>> BEGIN
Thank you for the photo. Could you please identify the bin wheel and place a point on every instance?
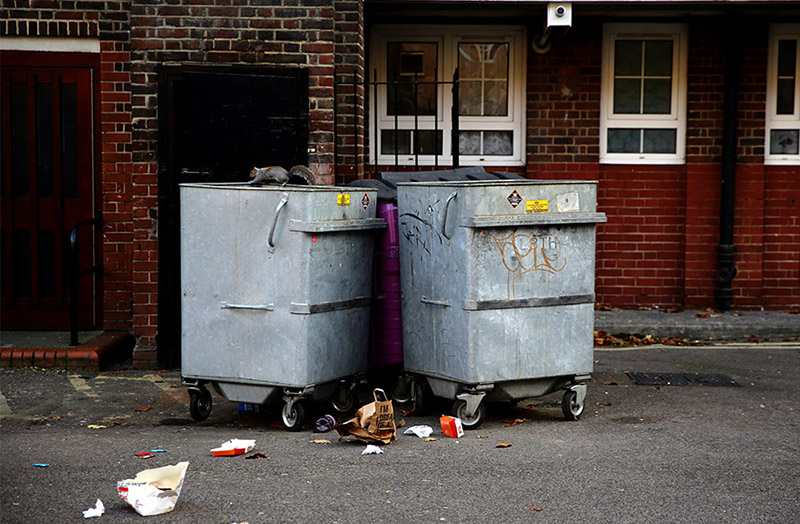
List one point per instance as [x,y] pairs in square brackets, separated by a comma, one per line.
[293,416]
[401,391]
[343,399]
[199,404]
[570,406]
[473,422]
>> END
◆ BRIEF ◆
Put the rows above into a numbered list with no blank lines, and leave out the pictures.

◆ RESPONSE TO THIS TASK ◆
1. Thank you for the photo. Could you please identify the bin wheel and place a point on every instance?
2. List one point per instance as [x,y] pairs in square brackets, separated by a comma, one per line.
3. [293,416]
4. [401,391]
5. [343,399]
6. [199,404]
7. [570,406]
8. [473,422]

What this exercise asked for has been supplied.